Segment Start: GIVEN DATA

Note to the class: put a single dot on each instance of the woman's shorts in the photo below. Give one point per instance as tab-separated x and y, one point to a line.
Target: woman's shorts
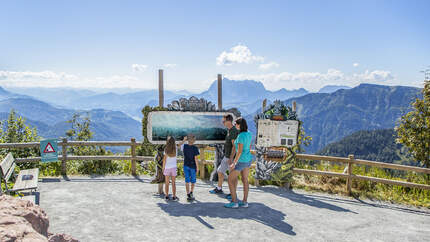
190	174
242	165
170	171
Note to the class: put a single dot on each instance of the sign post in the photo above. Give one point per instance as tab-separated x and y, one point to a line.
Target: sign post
49	150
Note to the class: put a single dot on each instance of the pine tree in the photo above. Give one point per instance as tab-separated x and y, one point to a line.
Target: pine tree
414	128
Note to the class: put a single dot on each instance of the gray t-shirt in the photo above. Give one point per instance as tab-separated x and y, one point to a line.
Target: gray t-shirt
231	135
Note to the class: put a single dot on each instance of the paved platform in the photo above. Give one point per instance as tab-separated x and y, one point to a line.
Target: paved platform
126	208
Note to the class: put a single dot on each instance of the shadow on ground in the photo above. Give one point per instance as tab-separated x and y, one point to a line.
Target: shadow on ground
320	201
257	212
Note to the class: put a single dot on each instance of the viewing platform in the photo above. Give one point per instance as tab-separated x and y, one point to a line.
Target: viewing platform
127	208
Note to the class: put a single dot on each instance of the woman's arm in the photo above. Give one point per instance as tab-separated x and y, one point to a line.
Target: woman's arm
233	152
182	142
238	154
164	161
197	164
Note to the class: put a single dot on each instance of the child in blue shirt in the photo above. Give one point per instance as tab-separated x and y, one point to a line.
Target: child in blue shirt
191	164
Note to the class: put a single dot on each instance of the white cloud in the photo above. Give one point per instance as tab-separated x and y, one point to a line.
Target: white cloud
51	79
139	67
313	81
44	75
169	65
268	66
238	54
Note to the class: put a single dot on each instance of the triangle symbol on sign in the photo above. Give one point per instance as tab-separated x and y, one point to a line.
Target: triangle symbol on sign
49	149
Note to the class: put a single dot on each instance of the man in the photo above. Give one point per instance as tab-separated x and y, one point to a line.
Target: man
229	152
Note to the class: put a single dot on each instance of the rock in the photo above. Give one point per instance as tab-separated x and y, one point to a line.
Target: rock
21	220
61	238
13	228
25	209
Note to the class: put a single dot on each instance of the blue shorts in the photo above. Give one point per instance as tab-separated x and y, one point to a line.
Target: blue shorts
242	165
190	174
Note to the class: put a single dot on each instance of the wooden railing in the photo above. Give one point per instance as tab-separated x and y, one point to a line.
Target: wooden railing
348	174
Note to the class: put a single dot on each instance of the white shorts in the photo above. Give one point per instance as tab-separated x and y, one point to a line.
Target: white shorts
223	167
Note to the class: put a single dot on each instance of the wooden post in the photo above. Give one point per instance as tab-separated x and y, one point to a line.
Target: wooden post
160	104
263	108
64	158
202	163
219	92
349	179
160	88
133	156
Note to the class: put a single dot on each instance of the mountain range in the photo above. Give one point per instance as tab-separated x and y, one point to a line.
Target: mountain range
377	145
245	95
329	115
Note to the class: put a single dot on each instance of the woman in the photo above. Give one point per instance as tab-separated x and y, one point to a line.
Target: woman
240	165
170	167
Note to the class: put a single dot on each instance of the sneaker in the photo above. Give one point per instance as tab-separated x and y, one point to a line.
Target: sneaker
243	204
216	191
231	205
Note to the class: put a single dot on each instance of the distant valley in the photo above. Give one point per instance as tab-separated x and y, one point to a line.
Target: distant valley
329	115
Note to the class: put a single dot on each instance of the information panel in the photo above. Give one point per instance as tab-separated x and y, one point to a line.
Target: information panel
206	126
277	133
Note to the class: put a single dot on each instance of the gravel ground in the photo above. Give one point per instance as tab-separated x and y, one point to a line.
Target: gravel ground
126	208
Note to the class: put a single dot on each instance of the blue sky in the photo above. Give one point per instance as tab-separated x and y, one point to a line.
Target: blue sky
284	44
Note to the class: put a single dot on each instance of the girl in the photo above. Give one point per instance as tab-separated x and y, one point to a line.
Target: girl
170	167
240	165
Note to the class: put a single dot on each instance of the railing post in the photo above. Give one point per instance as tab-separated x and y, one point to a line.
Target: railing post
202	163
219	92
64	158
133	156
349	172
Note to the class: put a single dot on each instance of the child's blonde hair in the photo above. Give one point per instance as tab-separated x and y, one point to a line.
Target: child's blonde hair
191	137
170	147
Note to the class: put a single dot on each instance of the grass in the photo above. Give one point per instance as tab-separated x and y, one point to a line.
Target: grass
366	189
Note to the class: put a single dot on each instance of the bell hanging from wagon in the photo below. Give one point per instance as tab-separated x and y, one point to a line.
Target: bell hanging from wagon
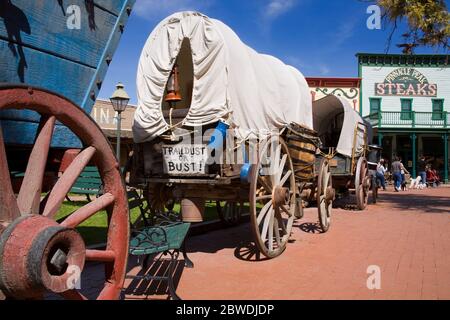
173	86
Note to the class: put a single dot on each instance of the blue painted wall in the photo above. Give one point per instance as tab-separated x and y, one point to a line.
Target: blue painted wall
38	48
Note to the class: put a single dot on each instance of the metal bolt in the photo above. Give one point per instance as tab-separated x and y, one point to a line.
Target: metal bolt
59	260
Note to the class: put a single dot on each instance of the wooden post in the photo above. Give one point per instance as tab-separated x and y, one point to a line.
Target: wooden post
445	137
414	155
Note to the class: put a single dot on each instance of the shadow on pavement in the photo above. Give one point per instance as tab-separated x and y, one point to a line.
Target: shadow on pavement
414	202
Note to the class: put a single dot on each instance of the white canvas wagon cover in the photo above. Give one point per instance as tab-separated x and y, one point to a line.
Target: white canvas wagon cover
331	111
258	92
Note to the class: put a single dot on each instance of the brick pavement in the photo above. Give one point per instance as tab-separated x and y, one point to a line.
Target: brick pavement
406	234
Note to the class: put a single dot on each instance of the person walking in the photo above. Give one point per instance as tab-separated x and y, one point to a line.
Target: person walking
423	169
381	170
403	172
397	174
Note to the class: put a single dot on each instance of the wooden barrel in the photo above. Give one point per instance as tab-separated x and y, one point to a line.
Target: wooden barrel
302	144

Segment End: GIVEN DATA

◆ TO DO:
Among the records above, find each line containing the string "below" and copy it.

◆ RESPONSE TO THIS EXERCISE:
Note to the class: put a single dot on each instance of the woman's shorts in the photo below. Give one point per instance as tab-separated x and y, one point to a line.
Note to the class: put a single dot on each instance of the bell hanging from wagon in the photo below. Give one point per instance as tab-separated x and y, one point to a line.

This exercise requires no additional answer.